> **Description of the task**
Reproduce the entries below verbatim, from the line that contains "Objective — one dot per instance of the forehead." through the last line of the entries, including both ends. Leave the pictures out of the output.

> **Supplied records**
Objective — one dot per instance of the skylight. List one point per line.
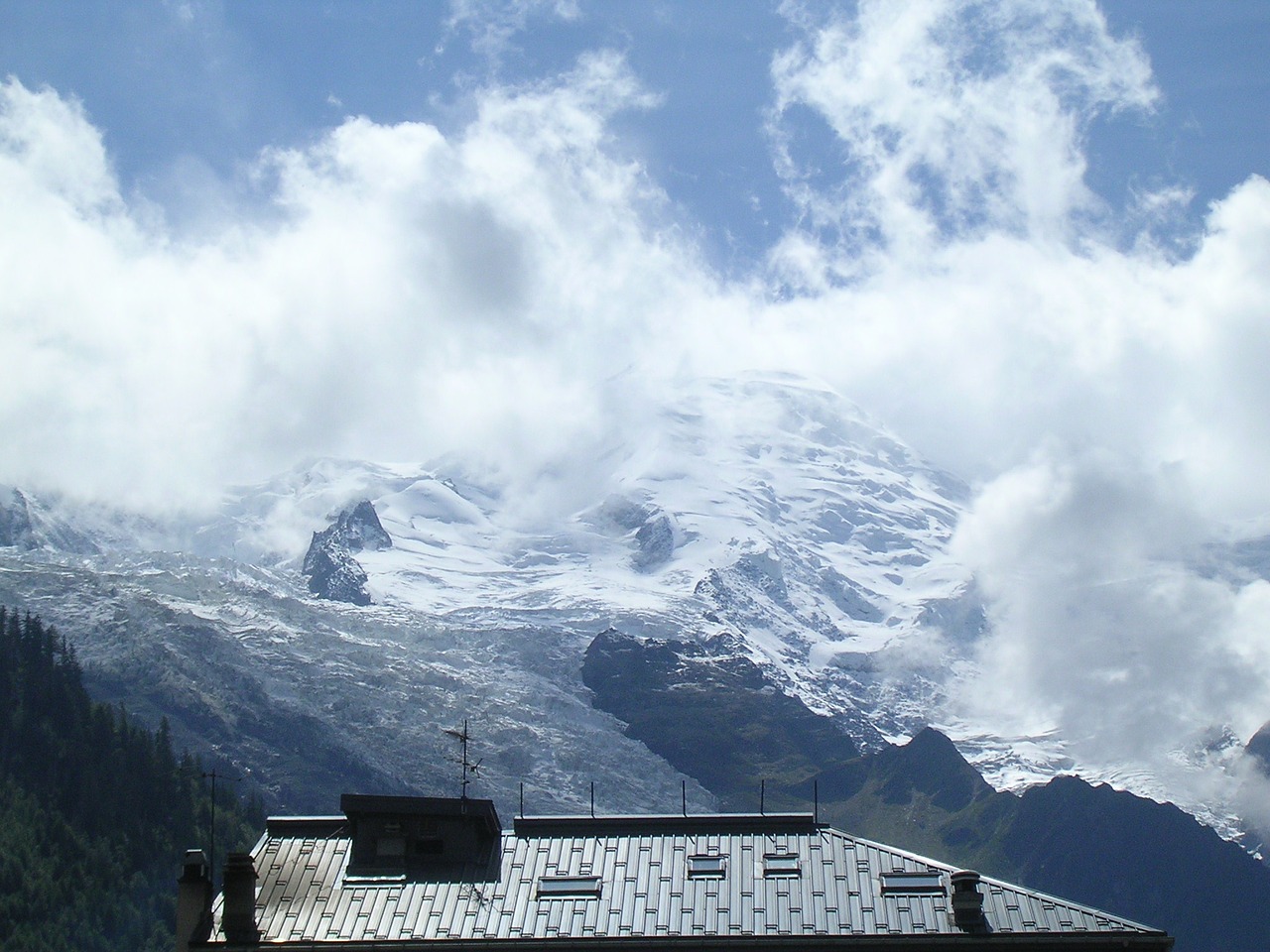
(706, 867)
(781, 865)
(912, 883)
(568, 887)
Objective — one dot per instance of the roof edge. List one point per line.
(667, 823)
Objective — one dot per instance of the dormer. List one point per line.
(421, 838)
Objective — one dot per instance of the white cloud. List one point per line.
(953, 117)
(516, 289)
(398, 270)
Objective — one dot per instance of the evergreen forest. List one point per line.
(95, 810)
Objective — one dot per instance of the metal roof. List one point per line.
(611, 878)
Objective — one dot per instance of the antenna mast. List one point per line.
(468, 769)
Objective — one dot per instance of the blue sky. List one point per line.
(1030, 236)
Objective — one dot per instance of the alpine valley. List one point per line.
(748, 602)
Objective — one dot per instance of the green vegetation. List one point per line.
(95, 811)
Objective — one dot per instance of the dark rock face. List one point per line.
(28, 526)
(656, 540)
(1259, 748)
(714, 715)
(16, 529)
(329, 563)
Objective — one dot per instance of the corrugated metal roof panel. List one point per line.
(642, 866)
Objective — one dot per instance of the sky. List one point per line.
(1030, 236)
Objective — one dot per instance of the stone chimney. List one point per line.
(238, 918)
(193, 900)
(966, 901)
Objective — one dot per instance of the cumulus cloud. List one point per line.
(515, 289)
(403, 294)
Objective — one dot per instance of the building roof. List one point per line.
(626, 880)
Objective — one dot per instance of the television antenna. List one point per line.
(468, 769)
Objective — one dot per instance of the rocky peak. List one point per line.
(329, 563)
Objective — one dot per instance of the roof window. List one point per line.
(912, 883)
(568, 887)
(706, 867)
(781, 865)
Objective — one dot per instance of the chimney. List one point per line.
(238, 918)
(966, 901)
(193, 900)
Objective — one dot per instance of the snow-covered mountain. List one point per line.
(766, 513)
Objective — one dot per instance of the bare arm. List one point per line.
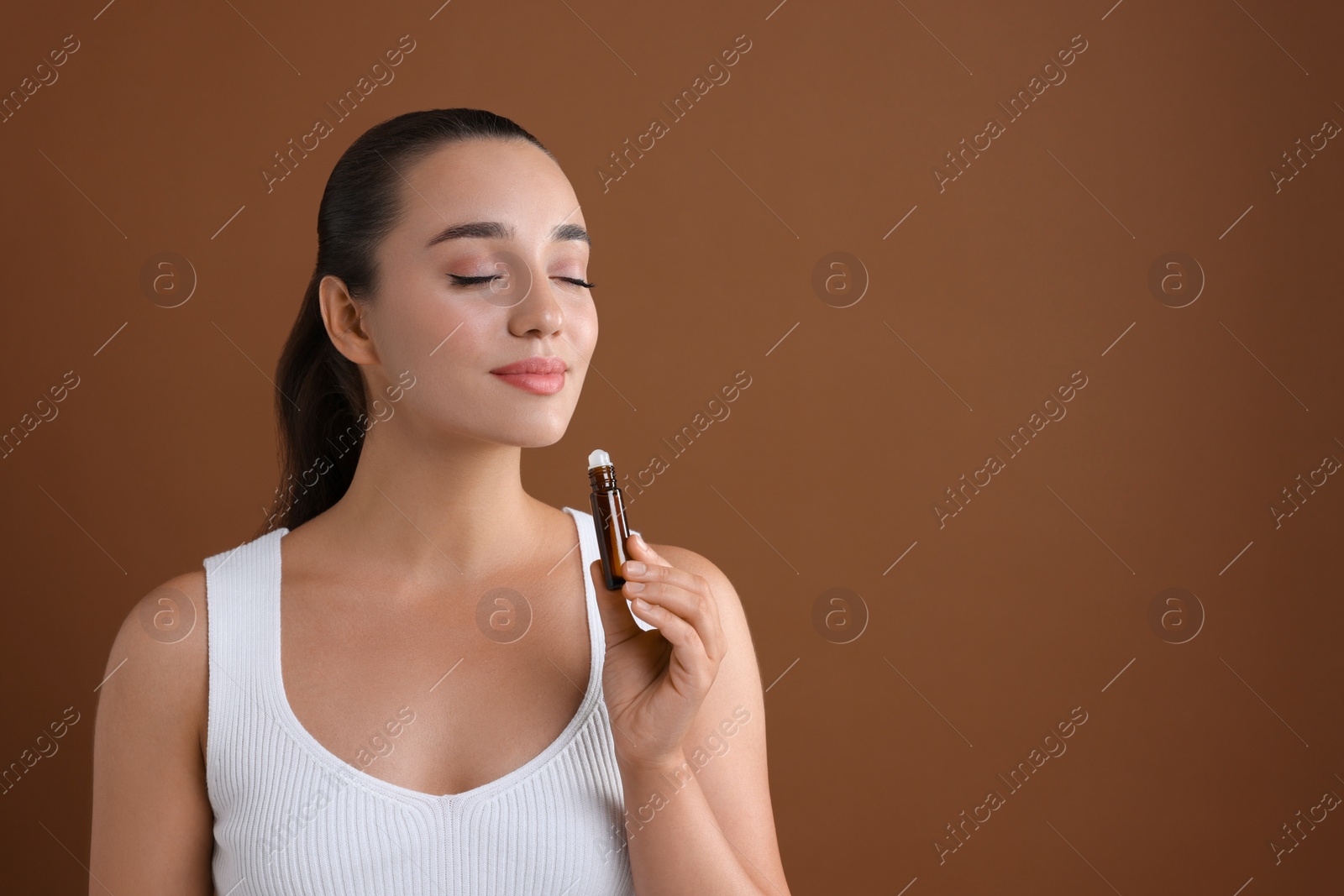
(712, 822)
(152, 822)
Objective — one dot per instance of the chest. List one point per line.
(438, 696)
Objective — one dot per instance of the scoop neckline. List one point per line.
(370, 782)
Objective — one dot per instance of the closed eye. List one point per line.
(474, 281)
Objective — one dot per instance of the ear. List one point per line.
(347, 322)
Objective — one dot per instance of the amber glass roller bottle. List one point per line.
(608, 517)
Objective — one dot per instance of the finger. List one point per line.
(640, 550)
(617, 622)
(685, 594)
(689, 651)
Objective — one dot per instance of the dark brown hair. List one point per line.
(320, 396)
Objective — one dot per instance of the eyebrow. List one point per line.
(495, 230)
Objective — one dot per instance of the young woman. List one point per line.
(417, 681)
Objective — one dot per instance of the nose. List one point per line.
(538, 311)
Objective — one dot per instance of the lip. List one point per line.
(535, 364)
(541, 375)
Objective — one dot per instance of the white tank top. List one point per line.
(291, 817)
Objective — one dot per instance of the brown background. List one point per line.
(1034, 264)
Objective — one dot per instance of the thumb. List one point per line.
(617, 621)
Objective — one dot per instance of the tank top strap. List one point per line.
(241, 584)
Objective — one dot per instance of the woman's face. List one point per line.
(475, 210)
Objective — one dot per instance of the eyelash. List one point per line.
(472, 281)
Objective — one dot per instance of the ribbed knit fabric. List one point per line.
(291, 817)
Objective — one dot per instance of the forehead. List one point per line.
(510, 181)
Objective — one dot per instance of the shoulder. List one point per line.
(732, 613)
(701, 566)
(158, 668)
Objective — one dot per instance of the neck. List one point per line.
(437, 511)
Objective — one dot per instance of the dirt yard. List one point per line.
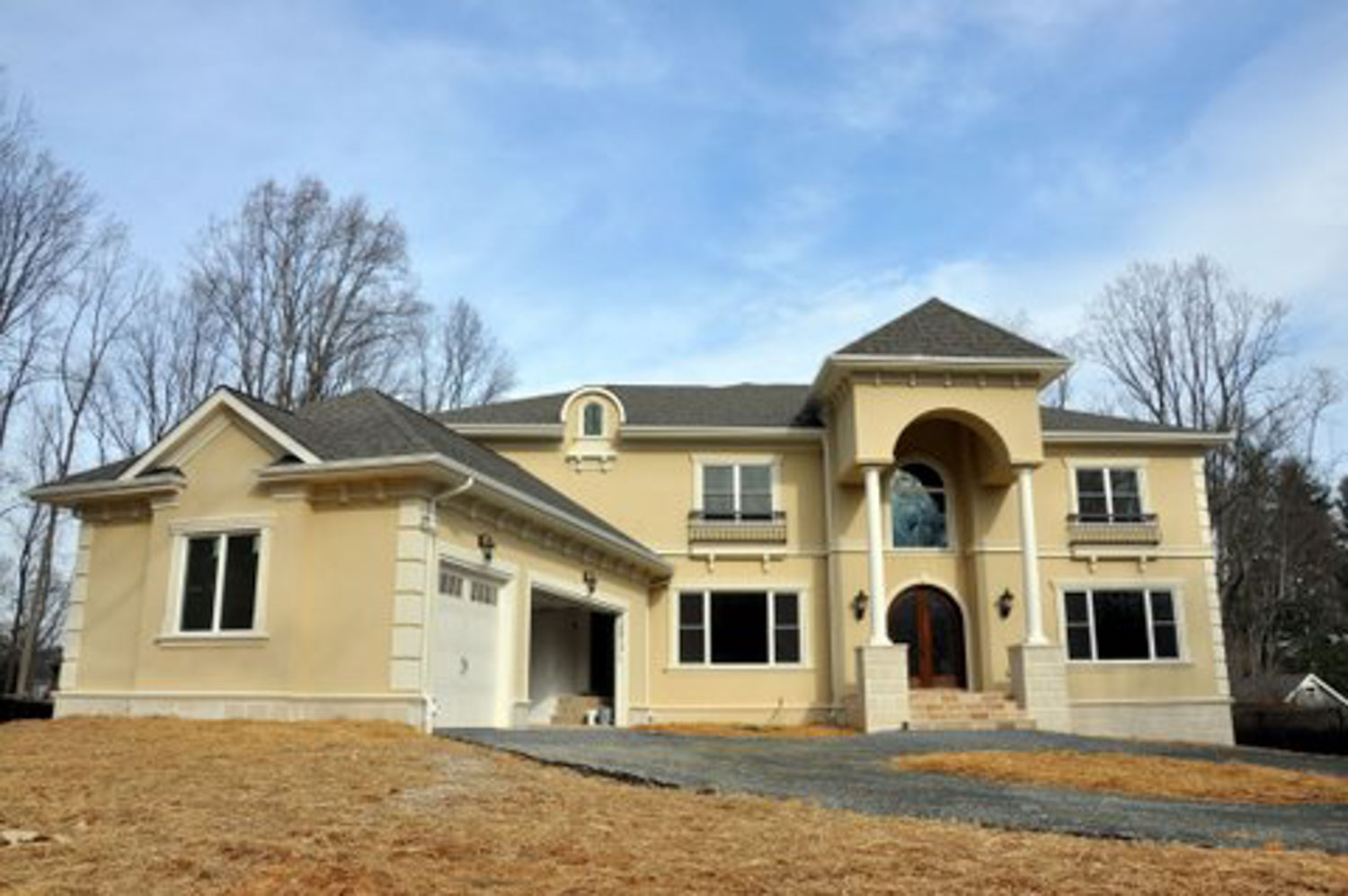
(1137, 775)
(247, 807)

> **Written response**
Objective — one dot per instance of the forehead. List one point per line.
(510, 181)
Objective — one dot per instance of the shoulder. List one point per line.
(732, 613)
(701, 566)
(158, 668)
Objective — one dot per instance of the neck. List one point per line.
(437, 511)
Objective — one dot per instance of the dirt yard. List one point per line.
(1137, 775)
(247, 807)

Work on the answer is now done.